■ Complete the following:
[1] Retype the portion of the article on the House military pension vote between "Republicans had their" and "approved it, 326-90.", inclusive.
[2] List every four-digit year that appears in the article on the House military pension vote.
[3] Continue the article on the House military pension vote, beginning after its final sentence.

■ Text:
February 11, 2014, 03:12 pm
A lopsided House vote to restore military pensions
By Pete Kasperowicz
The House on Tuesday approved legislation to reverse a $6 billion cut to military pensions that Congress passed just weeks earlier.
Members passed S. 25, a federal land use bill that was picked by House GOP leaders as a vehicle to quickly approve the military pension language. GOP leaders hastily wrote the bill on Tuesday, after deciding to split the military pension language from a bill to suspend the debt ceiling until early 2015.
Just weeks ago, Congress passed an appropriations bill that cut the annual cost-of-living adjustment (COLA) for veterans under the age of 62 by 1 percent. Republicans said today's bill corrects that decision and lets veterans get the benefits they deserve.
"We have a chance today to treat our veterans with the honor they deserve, by ensuring that they are fully compensated for their service during retirement," said Rep. Mike Fitzpatrick (R-Pa.).
Some Democrats said they opposed not only the speed with which the bill was rushed to the floor, but the way Republicans are offsetting the $6 billion cost of the bill. The legislation pays for the restoration of benefits by extending sequester cuts to mandatory spending under Medicare for one year, through 2024 instead of 2023.
"So we're really simply robbing one group of deserving people to pay another group of deserving people," said House Armed Services Committee ranking member Rep. Adam Smith (D-Wash.). "That is hardly responsible and hardly helpful."
Republicans had their own reasons for opposing the measure — many GOP members have said they disapprove of the idea of paying for current spending by promising cuts 10 years out. In the end, the House approved it, 326-90.
The bill was opposed by 19 Republicans and 71 Democrats. A two-thirds majority was needed, as the GOP brought it up under a suspension of House rules, which is a process typically used for noncontroversial bills.
Extending the sequester for another year creates about $2.3 billion in savings; the bill would reserve these savings to pay for future adjustments to the sustainable growth rate for Medicare physician reimbursements.

■ Source data:
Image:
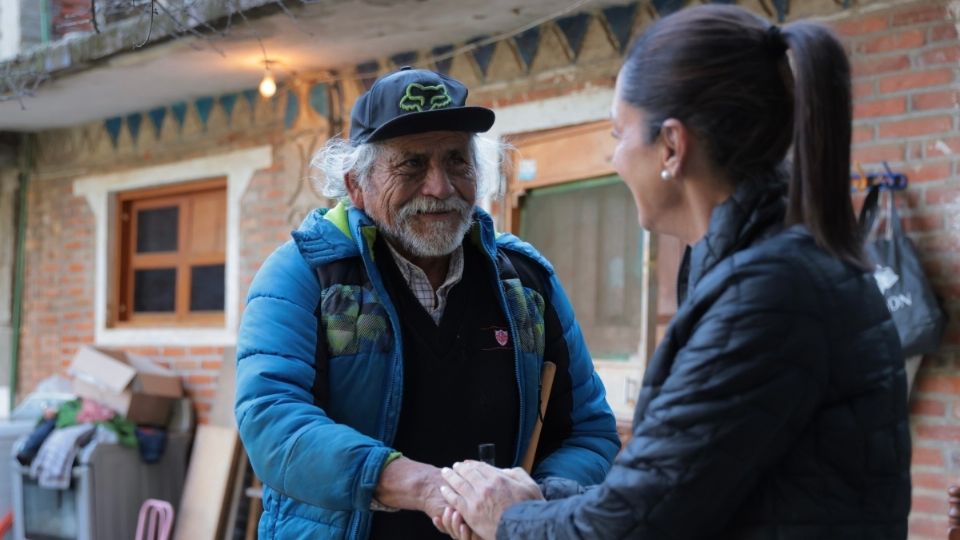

■ List of answers:
[1]
Republicans had their own reasons for opposing the measure — many GOP members have said they disapprove of the idea of paying for current spending by promising cuts 10 years out. In the end, the House approved it, 326-90.

[2] 2014, 2015, 2023, 2024

[3]
Under current law, those payments are set to decline, but Congress frequently continues to override those cuts and maintain current payment rates. While both parties have said they want a permanent "doc fix," the bill passed today reserves the $2.3 billion for doc fixes made in 2017 or later.
House passage sends the bill to the Senate, which is already in the process of considering its own bill to restore the $6 billion cut to military pensions. The Senate bill under consideration has no offset, but senators were working this week to find an agreement on how to pay for it.
While the Senate could decide to use the bill as a basis for further work, Senate Majority Leader Harry Reid (D-Nev.) said Tuesday that he opposes the House offset.
Just before passing the pension bill, the House approved a rule for legislation that would restructure the Consumer Financial Protection Bureau. This bill, H.R. 3193, would remove the CFPB from the jurisdiction of the Federal Reserve, and have it led by a five-member board.
Republicans have said a five-member board would help ensure more points of view are considered when regulating financial entities. The GOP has had numerous complaints about current leadership of the CFPB by Director Richard Cordray.
The House passed the rule in a 223-193 vote, which will allow the House to consider the bill any time it wants. That is likely to be later this month, as the House was expected to spend the rest of its day on the debt ceiling, and then adjourn for a nearly two-week break.